### EXTRACT TO READ
^^^^^^^^^^^^^^^^
One of the great things about photography is the ability of the photographer to express their creativity. Sometimes creativity is inspired by the “moment” or the “environment” and sometimes that creativity is painstakingly thought out. On a recent trip to Southeast Asia, a dive guide who was not a photographer had creativity coming out his ears, so his ideas and mine became a collaboration in creativity.
Deep inside the barrel of a tube sponge live tiny critters such as isopods and shrimp. The tubes can be more than a foot long, so it is hard to see very far down in them. My guide taught me that if you put your dive light close to the bottom of the sponge, the critters inside would head to the opening to get away from the light, so you can “chase” the little shrimp with your light to the opening where you can photograph them.
It isn’t always as easy as that, though. Sometimes the tiny animals remain inside their safe home. These shrimp were living inside a tunicate which had a very small opening in the top, but was quite spacious inside. In order to photograph them, the lens of my camera had to be up against their front door and the light had to come through the walls of the tunicate. This ended up being effective because of the green cast the walls of the tunicate gave to the inhabitants inside.
This tiny isopod is smaller than a grain of rice, and I wanted to show the environment in which it lives, so I had to back the camera lens away from the tunicate, then focus through the opening to the animal below. In the above image, the pink “frame” is about an inch higher than the animal at the bottom of the tunicate. It’s a bit of a tricky technique, but quite effective when you get it right.
^^^^^^^^^^^^^^^^
### SOURCE DATA
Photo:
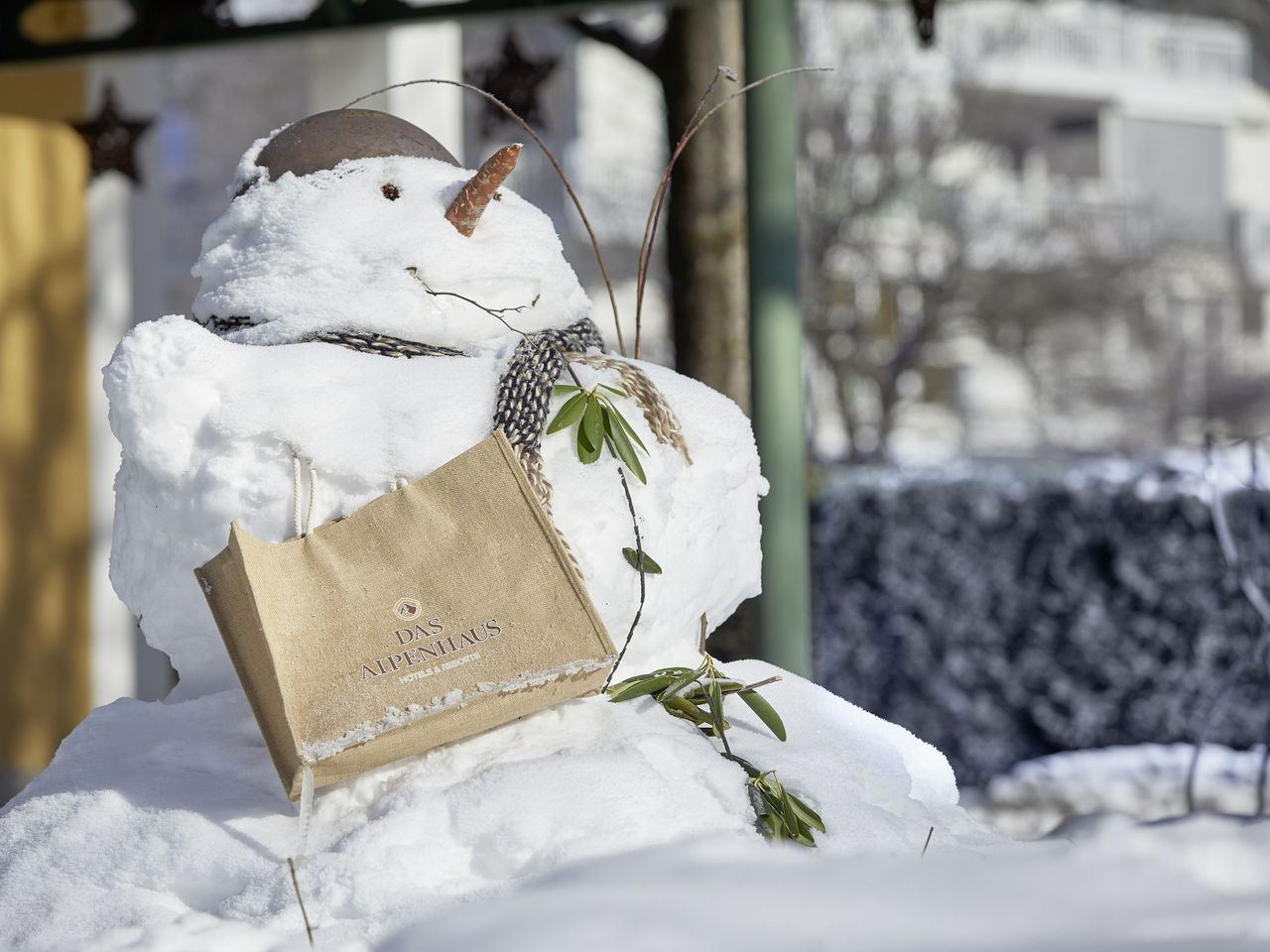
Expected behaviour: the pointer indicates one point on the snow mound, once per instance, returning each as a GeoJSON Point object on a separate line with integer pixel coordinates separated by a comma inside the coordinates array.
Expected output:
^^^^^^^^^^^^^^^^
### WHAT THE EXERCISE ASKS
Please extend the piece on photographing tiny critters inside sponges and tunicates, picking up right after its final sentence.

### EXERCISE RESPONSE
Sometimes it is the moment that captures your imagination. One night I came upon this octopus living inside a coffee cup. He was very active and let me photograph him for about ten minutes doing various things before he turned the cup upside down and buried it and himself in the sand. In the image above, my strobes were pointed directly at each other with the octopus in the middle. Since he was stirring up so much sand, this helped eliminate the backscatter in the background, while lighting the animal up nicely.
Capturing the moment with these tiny gobies in the neck of a bottle was a good exercise in creativity. First, lighting the fish so that its features are sharp and the environment is defined required patience. There are two fish in the above image, one behind the other. As I wanted just the eyes of the fish and the front of the bottle to be in focus, I was using a shallow depth of field. This meant waiting for one of the fish to settle in just the right place so that all the elements could come together. I was also using a snoot, articulated so that the light was going directly up the neck of the bottle.
The fish were also darting around, trying to decide on how to pair up and vying for each others attention. So this shot was intended to tell that story.
Finally, capturing the “yawn” of the fish was another exercise in patience where I was rewarded with three yawns, one from each of the three fish.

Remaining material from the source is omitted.